Every line below is to be quoted exactly, with nothing added or dropped.
□ □ □
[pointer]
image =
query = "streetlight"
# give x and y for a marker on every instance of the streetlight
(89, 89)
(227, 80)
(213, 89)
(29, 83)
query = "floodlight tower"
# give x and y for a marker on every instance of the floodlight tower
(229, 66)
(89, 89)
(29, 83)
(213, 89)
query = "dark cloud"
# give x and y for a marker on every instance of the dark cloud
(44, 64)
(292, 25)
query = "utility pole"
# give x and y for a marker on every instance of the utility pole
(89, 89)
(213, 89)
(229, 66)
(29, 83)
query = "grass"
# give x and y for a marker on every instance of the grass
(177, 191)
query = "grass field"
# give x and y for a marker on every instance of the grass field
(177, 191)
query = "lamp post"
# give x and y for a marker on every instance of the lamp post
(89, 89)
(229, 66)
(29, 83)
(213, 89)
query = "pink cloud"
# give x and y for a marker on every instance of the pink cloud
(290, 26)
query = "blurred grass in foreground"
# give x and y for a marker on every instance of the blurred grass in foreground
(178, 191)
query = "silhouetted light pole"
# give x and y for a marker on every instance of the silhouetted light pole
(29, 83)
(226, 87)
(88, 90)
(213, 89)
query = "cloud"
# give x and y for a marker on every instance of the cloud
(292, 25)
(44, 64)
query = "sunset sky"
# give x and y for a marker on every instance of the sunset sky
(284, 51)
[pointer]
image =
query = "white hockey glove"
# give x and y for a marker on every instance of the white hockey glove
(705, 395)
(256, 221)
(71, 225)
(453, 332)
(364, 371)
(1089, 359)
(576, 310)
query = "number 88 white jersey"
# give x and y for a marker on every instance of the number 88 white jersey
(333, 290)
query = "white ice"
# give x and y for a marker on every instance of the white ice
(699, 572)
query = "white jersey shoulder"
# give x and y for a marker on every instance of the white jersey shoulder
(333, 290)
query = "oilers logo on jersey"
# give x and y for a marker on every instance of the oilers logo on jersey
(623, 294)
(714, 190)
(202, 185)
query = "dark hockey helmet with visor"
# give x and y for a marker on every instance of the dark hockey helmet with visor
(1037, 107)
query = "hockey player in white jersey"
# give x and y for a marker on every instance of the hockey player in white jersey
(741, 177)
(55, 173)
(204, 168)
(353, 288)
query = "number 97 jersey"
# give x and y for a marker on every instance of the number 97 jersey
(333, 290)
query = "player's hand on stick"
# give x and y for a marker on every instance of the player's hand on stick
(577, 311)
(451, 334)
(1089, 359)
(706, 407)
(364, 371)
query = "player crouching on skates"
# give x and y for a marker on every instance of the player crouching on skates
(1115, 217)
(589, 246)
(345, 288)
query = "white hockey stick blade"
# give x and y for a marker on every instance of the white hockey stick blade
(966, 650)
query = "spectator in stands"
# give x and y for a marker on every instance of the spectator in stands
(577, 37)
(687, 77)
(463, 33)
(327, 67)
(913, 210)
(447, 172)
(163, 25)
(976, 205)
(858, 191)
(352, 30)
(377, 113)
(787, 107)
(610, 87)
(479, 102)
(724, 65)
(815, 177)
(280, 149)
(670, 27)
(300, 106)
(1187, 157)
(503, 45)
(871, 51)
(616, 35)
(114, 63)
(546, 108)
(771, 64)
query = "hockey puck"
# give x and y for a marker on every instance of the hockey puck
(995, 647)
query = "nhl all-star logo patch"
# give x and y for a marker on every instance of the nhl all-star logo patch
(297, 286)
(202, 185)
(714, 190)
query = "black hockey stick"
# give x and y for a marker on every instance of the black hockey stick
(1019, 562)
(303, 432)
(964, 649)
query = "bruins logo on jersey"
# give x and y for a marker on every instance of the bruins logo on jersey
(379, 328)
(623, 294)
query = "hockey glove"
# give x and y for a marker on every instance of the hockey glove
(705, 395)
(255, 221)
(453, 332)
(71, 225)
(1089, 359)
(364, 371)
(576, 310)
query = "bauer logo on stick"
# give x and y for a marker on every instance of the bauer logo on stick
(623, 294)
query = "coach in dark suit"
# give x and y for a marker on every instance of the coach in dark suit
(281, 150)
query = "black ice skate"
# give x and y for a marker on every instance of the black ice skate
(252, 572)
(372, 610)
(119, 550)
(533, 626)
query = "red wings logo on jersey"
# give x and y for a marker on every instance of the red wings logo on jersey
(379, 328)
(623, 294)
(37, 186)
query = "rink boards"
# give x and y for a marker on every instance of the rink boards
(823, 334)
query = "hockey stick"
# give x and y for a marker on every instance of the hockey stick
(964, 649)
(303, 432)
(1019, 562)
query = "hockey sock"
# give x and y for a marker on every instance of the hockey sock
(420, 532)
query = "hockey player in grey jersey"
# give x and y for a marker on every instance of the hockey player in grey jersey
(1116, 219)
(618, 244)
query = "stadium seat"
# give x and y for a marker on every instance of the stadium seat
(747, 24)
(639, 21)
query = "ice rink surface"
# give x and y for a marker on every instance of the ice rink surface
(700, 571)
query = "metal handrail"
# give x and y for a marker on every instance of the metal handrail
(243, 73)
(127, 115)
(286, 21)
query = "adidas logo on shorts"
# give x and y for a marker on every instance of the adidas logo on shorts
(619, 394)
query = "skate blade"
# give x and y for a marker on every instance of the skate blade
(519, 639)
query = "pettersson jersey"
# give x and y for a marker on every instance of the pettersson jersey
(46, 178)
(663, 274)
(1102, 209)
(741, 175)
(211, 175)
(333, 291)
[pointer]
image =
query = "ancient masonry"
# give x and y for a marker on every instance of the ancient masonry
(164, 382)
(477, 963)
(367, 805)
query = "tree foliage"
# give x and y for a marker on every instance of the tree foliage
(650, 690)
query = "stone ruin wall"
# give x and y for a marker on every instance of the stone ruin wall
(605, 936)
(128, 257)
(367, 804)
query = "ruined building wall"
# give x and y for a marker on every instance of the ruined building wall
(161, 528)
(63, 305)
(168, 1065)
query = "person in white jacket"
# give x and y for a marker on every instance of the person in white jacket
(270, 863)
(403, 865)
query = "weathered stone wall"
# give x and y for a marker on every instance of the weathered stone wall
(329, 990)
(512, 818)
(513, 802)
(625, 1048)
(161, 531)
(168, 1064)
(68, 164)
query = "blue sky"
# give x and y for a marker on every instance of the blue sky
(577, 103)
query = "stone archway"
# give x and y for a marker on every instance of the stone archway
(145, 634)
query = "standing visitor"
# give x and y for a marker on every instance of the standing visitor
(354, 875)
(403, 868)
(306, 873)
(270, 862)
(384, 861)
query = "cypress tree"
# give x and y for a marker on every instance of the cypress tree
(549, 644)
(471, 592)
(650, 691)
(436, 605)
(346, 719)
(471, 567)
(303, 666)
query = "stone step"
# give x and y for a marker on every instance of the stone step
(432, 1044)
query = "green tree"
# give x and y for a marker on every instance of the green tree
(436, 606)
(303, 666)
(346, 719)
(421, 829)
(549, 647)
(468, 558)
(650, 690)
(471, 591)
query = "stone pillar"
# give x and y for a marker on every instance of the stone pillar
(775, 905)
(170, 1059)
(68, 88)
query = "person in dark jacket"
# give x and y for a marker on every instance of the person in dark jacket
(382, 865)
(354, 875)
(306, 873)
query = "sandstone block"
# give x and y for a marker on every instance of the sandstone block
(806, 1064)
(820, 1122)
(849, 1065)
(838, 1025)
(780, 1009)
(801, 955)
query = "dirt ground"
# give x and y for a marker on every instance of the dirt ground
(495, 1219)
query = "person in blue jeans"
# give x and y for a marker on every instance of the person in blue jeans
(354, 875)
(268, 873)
□ □ □
**Reply:**
[pointer]
image =
query = "streetlight"
# give x and y for a marker on every instance of the streetlight
(89, 89)
(227, 80)
(213, 89)
(29, 83)
query = "floodlight tower"
# give x and y for a marker on every instance of the floodlight tower
(229, 66)
(89, 89)
(29, 83)
(213, 89)
query = "dark cloud"
# give x and y for a marker on every instance of the dark cloud
(44, 64)
(292, 25)
query = "utility pole"
# give x and y for a marker on every instance of the utility pole
(89, 89)
(213, 89)
(229, 66)
(29, 83)
query = "grass"
# give x and y for a marker on every instance of the grass
(177, 191)
query = "grass field"
# give x and y for a marker on every instance of the grass field
(177, 191)
query = "lamp post"
# give x and y for a marker on every instance of the lamp post
(89, 89)
(229, 66)
(29, 83)
(213, 89)
query = "pink cloud"
# give x and y for a marker on every instance of the pink cloud
(290, 26)
query = "blurred grass in foreground"
# give x and y for a marker on every instance of the blurred grass in foreground
(178, 191)
query = "silhouetted light pole"
# give x and y for a marker on every instance of the silhouetted light pole
(29, 83)
(226, 87)
(88, 90)
(213, 89)
query = "cloud"
# give x and y for a marker on every instance of the cloud
(292, 25)
(44, 64)
query = "sunset sky"
# give x and y for a marker on every instance of the sunset sky
(284, 51)
[pointer]
image =
query = "white hockey glove"
# give x and y for a marker on every instance of the white hockey glove
(705, 395)
(256, 221)
(71, 225)
(453, 332)
(364, 371)
(1089, 359)
(576, 310)
query = "number 88 white jersey"
# give x and y for a marker on every instance of the number 88 white jersey
(333, 290)
query = "white ice"
# give x and y for a marker on every instance of the white ice
(699, 572)
query = "white jersey shoulder"
# give x and y for a marker on every instance of the white jersey shoulder
(333, 290)
query = "oilers logo on jersey"
# give x and y for a marker on every instance of the oilers logo on jersey
(623, 294)
(714, 190)
(202, 185)
query = "dark hockey helmet with visor"
# give x and y for a marker on every instance of the dark hockey helmet with visor
(1037, 107)
query = "hockey player in white jersey"
# give x and y for a marker on every instance of the hockey player in white jersey
(741, 177)
(55, 173)
(204, 168)
(353, 288)
query = "number 97 jersey"
# give x and y for a marker on every instance of the number 97 jersey
(333, 290)
query = "player's hand on stick"
# give x and y for a marker on every instance of the player's hand on stick
(577, 311)
(451, 334)
(1089, 359)
(706, 407)
(364, 371)
query = "player crouching on skates"
# give x and y for a marker on every instance of the player crouching on skates
(1115, 217)
(589, 246)
(345, 288)
query = "white hockey stick blade"
# give x and y for a marker on every instance of the white hockey stick blade
(966, 650)
query = "spectator in stands"
# give x and y for a marker on every instance of the spectator in stands
(577, 37)
(687, 77)
(463, 33)
(327, 67)
(913, 210)
(447, 172)
(163, 25)
(976, 205)
(858, 191)
(352, 30)
(377, 113)
(787, 107)
(610, 87)
(479, 102)
(724, 65)
(815, 177)
(280, 149)
(670, 27)
(300, 106)
(1187, 157)
(503, 45)
(871, 51)
(616, 35)
(114, 63)
(546, 108)
(771, 64)
query = "hockey puck"
# give x and y for a marker on every instance of the hockey puck
(995, 647)
query = "nhl all-star logo patch"
# give x and y for a marker on every instance of the nhl all-star logo patch
(297, 286)
(202, 185)
(714, 190)
query = "black hockey stick"
# give x and y for a marker on every instance of the black hockey stick
(1019, 562)
(303, 432)
(964, 649)
query = "bruins logo on jersey"
# give x and y for a marker on every instance of the bruins logo on jersey
(379, 328)
(623, 294)
query = "hockey glove"
# give x and y for a marker on every instance of the hockey glove
(705, 395)
(255, 221)
(453, 332)
(71, 225)
(1089, 359)
(364, 371)
(576, 310)
query = "bauer logo on stick"
# give x and y for a marker on every instance of the bauer logo on stick
(623, 294)
query = "coach in dark suit"
# give x and y for a marker on every instance of the coach in dark suit
(281, 150)
query = "black ice skate"
# give x and y for a marker on every instance of the black ice skate
(252, 572)
(372, 610)
(119, 550)
(533, 626)
query = "red wings logo on jersey"
# give x and y for a marker on every instance of the red wings logo on jersey
(379, 328)
(623, 294)
(37, 186)
query = "rink boards"
# give x and y for a marker on every instance of the rink boards
(823, 334)
query = "hockey stick"
# give x and y for a marker on every instance of the hockey stick
(964, 649)
(303, 432)
(1019, 562)
query = "hockey sock"
# give x and y for a marker on every instance of the hockey sock
(420, 532)
query = "hockey player in grey jersey"
# give x and y for a marker on every instance of the hockey player in grey jersey
(1116, 219)
(618, 244)
query = "stadium seat"
# give x and y for a marker on every instance of the stadium seat
(747, 24)
(639, 21)
query = "ice rink surface"
# give x and y for a marker on every instance of the ice rink surface
(700, 571)
query = "metal handrail"
# give x and y for a marker on every instance of the metal handrail
(243, 73)
(127, 115)
(286, 21)
query = "adidas logo on shorts"
# give x and y for a marker on every instance of the adidas logo on shorts
(619, 394)
query = "skate blade"
# give x and y for a marker on every instance of the skate blade
(519, 639)
query = "pettersson jersey"
# give x and y for a marker on every instance of the pettersson jersey
(46, 178)
(663, 274)
(1102, 209)
(741, 175)
(211, 175)
(333, 291)
[pointer]
image =
query = "ancient masonry"
# give x and y for a marker on every instance of the ancient masonry
(164, 382)
(477, 963)
(367, 805)
query = "tree foliage"
# give x and y for a marker on every instance of the tree foliage
(650, 690)
query = "stone ruin wall"
# give x and y for a marker on every instance of the stone ruin wall
(605, 936)
(128, 257)
(367, 804)
query = "ruined building wall"
# give x and y for a marker on every instance of the ruined building wall
(161, 528)
(63, 305)
(168, 1065)
query = "person in white jacket"
# give x and y for a marker on every instance of the person in white jacket
(270, 863)
(403, 865)
query = "weathered stone wall"
# give x and y for a marker on every instance of the weathered stone wall
(329, 990)
(512, 818)
(513, 802)
(625, 1048)
(161, 531)
(168, 1064)
(68, 164)
query = "blue sky"
# give x and y for a marker on every instance of the blue sky
(577, 103)
query = "stone archway"
# give x and y for a marker on every instance of the stone archway
(145, 634)
query = "standing visitor"
# give x and y for a marker on every instance of the standing visitor
(354, 875)
(403, 868)
(306, 873)
(270, 862)
(384, 861)
query = "cypress tree"
# give x and y for a marker on every instance of the cypress tree
(549, 644)
(471, 592)
(650, 691)
(436, 605)
(346, 719)
(471, 567)
(303, 666)
query = "stone step"
# give x and y for a marker on every instance of the stone step
(432, 1044)
query = "green tree"
# give x and y for a marker on every instance of the green tree
(436, 606)
(303, 666)
(346, 719)
(421, 829)
(549, 647)
(468, 558)
(650, 690)
(471, 591)
query = "stone pillar"
# give x and y for a marker on every instance of the stone pillar
(775, 905)
(170, 1059)
(68, 88)
query = "person in dark jacket"
# give x and y for a marker on every instance of the person in dark jacket
(382, 865)
(354, 875)
(306, 873)
query = "sandstone block"
# give x and y for a marker on every instance of the sandstone block
(806, 1064)
(820, 1122)
(849, 1065)
(838, 1025)
(780, 1009)
(801, 955)
query = "dirt ground"
# give x and y for a marker on every instance of the dirt ground
(495, 1219)
query = "person in blue jeans"
# give x and y for a marker on every instance of the person in blue jeans
(354, 875)
(268, 873)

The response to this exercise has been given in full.